*What is required*.
Make an exact copy of each entry, leaving out every picture.

Materials provided Block Start

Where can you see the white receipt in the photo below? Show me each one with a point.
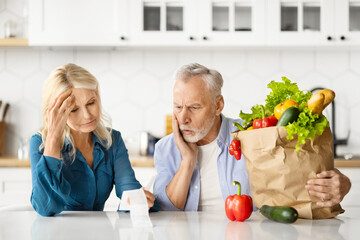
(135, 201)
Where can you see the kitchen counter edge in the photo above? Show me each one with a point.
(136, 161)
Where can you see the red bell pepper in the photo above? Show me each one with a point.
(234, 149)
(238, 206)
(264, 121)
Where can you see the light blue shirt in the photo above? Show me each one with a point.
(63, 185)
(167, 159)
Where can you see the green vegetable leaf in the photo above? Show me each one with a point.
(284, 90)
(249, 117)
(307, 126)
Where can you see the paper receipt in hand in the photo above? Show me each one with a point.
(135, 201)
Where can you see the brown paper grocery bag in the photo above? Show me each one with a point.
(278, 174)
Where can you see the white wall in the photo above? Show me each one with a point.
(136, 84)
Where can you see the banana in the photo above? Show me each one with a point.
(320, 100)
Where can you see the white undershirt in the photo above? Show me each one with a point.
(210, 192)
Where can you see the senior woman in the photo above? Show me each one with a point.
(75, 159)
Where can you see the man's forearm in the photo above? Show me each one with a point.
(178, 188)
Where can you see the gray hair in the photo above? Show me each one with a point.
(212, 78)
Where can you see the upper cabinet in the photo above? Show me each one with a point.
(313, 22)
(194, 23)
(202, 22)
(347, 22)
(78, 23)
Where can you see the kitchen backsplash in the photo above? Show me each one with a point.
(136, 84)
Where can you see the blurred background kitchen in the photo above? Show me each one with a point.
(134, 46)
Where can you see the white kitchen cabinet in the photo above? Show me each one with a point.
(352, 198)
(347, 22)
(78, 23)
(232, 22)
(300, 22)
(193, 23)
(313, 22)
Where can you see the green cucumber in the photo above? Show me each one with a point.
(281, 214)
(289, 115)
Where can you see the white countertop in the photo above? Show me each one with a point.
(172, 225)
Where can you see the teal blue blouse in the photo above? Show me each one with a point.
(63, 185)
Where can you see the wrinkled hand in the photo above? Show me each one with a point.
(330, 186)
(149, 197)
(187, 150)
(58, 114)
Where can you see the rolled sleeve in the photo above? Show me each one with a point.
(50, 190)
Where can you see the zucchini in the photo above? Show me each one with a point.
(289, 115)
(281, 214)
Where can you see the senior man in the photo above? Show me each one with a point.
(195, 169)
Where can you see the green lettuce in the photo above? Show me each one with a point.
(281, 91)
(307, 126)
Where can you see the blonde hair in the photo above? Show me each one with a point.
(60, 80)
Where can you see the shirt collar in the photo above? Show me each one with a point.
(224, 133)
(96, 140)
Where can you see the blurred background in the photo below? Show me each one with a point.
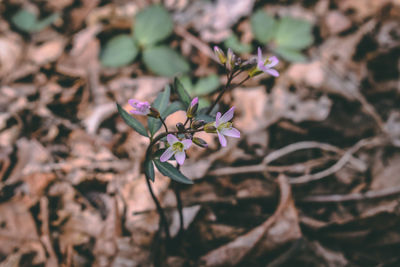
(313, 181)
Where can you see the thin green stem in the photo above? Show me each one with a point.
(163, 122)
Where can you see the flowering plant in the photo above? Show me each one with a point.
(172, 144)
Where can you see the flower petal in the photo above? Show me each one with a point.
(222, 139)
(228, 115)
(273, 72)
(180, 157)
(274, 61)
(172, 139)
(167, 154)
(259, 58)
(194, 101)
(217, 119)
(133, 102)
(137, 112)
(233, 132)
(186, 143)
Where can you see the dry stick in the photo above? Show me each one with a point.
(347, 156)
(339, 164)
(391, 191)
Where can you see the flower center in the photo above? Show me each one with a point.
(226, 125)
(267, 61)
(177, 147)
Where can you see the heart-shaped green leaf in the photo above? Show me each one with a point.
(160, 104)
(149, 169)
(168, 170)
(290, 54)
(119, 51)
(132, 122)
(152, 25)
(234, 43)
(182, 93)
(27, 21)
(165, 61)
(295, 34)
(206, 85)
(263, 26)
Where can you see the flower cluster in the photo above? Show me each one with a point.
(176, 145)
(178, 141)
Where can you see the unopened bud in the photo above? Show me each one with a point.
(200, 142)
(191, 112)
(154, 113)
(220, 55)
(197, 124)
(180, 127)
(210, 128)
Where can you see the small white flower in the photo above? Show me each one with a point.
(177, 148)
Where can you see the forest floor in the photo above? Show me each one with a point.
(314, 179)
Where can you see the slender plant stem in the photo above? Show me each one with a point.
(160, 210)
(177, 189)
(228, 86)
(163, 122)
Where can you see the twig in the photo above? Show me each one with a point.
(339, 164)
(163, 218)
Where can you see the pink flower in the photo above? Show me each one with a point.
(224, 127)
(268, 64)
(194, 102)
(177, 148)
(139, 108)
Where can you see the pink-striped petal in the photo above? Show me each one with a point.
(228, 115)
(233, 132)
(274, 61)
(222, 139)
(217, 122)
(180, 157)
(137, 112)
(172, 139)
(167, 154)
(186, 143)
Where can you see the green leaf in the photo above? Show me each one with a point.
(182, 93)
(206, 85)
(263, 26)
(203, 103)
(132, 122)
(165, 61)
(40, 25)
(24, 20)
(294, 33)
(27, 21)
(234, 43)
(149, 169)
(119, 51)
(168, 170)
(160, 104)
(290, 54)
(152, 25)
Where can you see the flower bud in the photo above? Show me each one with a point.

Materials provided Block End

*Problem solution*.
Where can you see the white receipt in the photo below? Show me each one with a point.
(135, 201)
Where can you see the kitchen counter edge in the photo above? Show me each one with a point.
(136, 161)
Where can you see the red bell pepper in the photo above? Show me each one with a point.
(234, 149)
(238, 206)
(264, 121)
Where can you see the light blue shirt in the photo above? Show me each one with a point.
(63, 185)
(167, 159)
Where can you see the green vegetable leaf in the photo above? Show me each one with a point.
(284, 90)
(249, 117)
(307, 126)
Where can you see the paper receipt in hand in the photo above? Show me each one with a point.
(135, 201)
Where can you see the brown paper grocery bag in the photo above? Show me each one with a point.
(278, 174)
Where can you see the white wall in the photo above? Show me each one with a point.
(136, 84)
Where can you see the banana in the photo above? Show me each one with a point.
(320, 100)
Where can you see the white undershirt in the photo above? Show me each one with a point.
(210, 192)
Where can you see the senior woman in the photo above? Show me each one with a point.
(75, 159)
Where can you see the man's forearm in the photo above? Show me each one with a point.
(178, 188)
Where can you see the gray hair in the photo above? Show me each one with a point.
(212, 78)
Where can you see the upper cabinet in the photo above? Show me each one with a point.
(313, 22)
(194, 23)
(202, 22)
(347, 22)
(78, 23)
Where can you see the kitchen backsplash in the photo above? Show me each one with a point.
(136, 84)
Where can you see the blurred background kitchen in the photo above? Show me each one with a point.
(134, 46)
Where can you see the white kitchen cabinet in the photo above? Show me each one with a point.
(352, 198)
(347, 22)
(78, 23)
(232, 22)
(300, 22)
(193, 23)
(313, 22)
Where can you see the green cucumber in the photo above? Show me each one with a point.
(281, 214)
(289, 115)
Where can you see the white countertop in the photo above? Show me each one with a point.
(172, 225)
Where can you see the teal blue blouse in the photo above? Show me each one with a point.
(63, 185)
Where can you see the wrinkled hand in the photo above? Show me each one with a point.
(330, 186)
(149, 197)
(187, 150)
(58, 114)
Where can you see the rolled sleeve in the photo above? Show me each one with a point.
(50, 190)
Where can you see the zucchini in the photo above? Show me each one with a point.
(289, 115)
(281, 214)
Where can you see the senior man in the photo above? Show me each one with a point.
(195, 169)
Where can you see the green lettuce in the photo above? Show me each one with a point.
(281, 91)
(307, 126)
Where can you see the blonde hair in the photo above? Show me each one with a point.
(60, 80)
Where can you see the shirt collar in the photo above? Show me each one with a point.
(224, 133)
(96, 140)
Where can you see the blurred background in the photo below? Show me each one with a point.
(313, 181)
Where can you see the thin green stem in the photo above? Show me each one with a point.
(163, 122)
Where can you see the flowering plant in the photo above? Show me each one with a point.
(172, 144)
Where can you see the flower petal in the photo above? Show me each one with a point.
(222, 139)
(228, 115)
(273, 72)
(180, 157)
(274, 61)
(172, 139)
(167, 154)
(259, 58)
(194, 101)
(217, 119)
(133, 102)
(137, 112)
(233, 132)
(186, 143)
Where can you see the dry stick in the photo above? Show me each one with a point.
(347, 156)
(339, 164)
(391, 191)
Where can you see the flower center in the photo above? Show me each one with a point.
(226, 125)
(267, 61)
(177, 147)
Where can you see the heart-shaped green leaf in the photo above? Show me each one with a point.
(160, 104)
(149, 169)
(168, 170)
(290, 54)
(119, 51)
(132, 122)
(152, 25)
(234, 43)
(182, 93)
(27, 21)
(165, 61)
(295, 34)
(206, 85)
(263, 26)
Where can you see the flower cluster in the photo above? Show me each one with a point.
(176, 145)
(178, 141)
Where can you see the unopened bud in the photo above? Show me each one with a point.
(200, 142)
(191, 112)
(154, 113)
(220, 55)
(197, 124)
(180, 127)
(210, 128)
Where can you see the small white flower in the photo above? Show me each one with a point.
(177, 148)
Where can you see the forest floor in the photo above? Show me each one with a point.
(314, 179)
Where can you see the slender plant stem in the photo above? Show me each one with a point.
(160, 210)
(177, 189)
(228, 86)
(163, 122)
Where can you see the twig in the photo above? Show me each one with a point.
(339, 164)
(163, 218)
Where can you see the pink flower in the photo above? Show me each one with a point.
(224, 127)
(268, 64)
(194, 102)
(177, 148)
(139, 108)
Where can you see the pink-striped petal in the photo above? Show me each one with a point.
(228, 115)
(233, 132)
(274, 61)
(222, 139)
(217, 122)
(180, 157)
(137, 112)
(172, 139)
(167, 154)
(186, 143)
Where can you see the green leaf in the photo above? Show me each one with a point.
(182, 93)
(206, 85)
(263, 26)
(203, 103)
(132, 122)
(165, 61)
(40, 25)
(24, 20)
(294, 33)
(27, 21)
(234, 43)
(149, 169)
(119, 51)
(168, 170)
(160, 104)
(290, 54)
(152, 25)
Where can you see the flower bud in the photo above? Show me each one with a point.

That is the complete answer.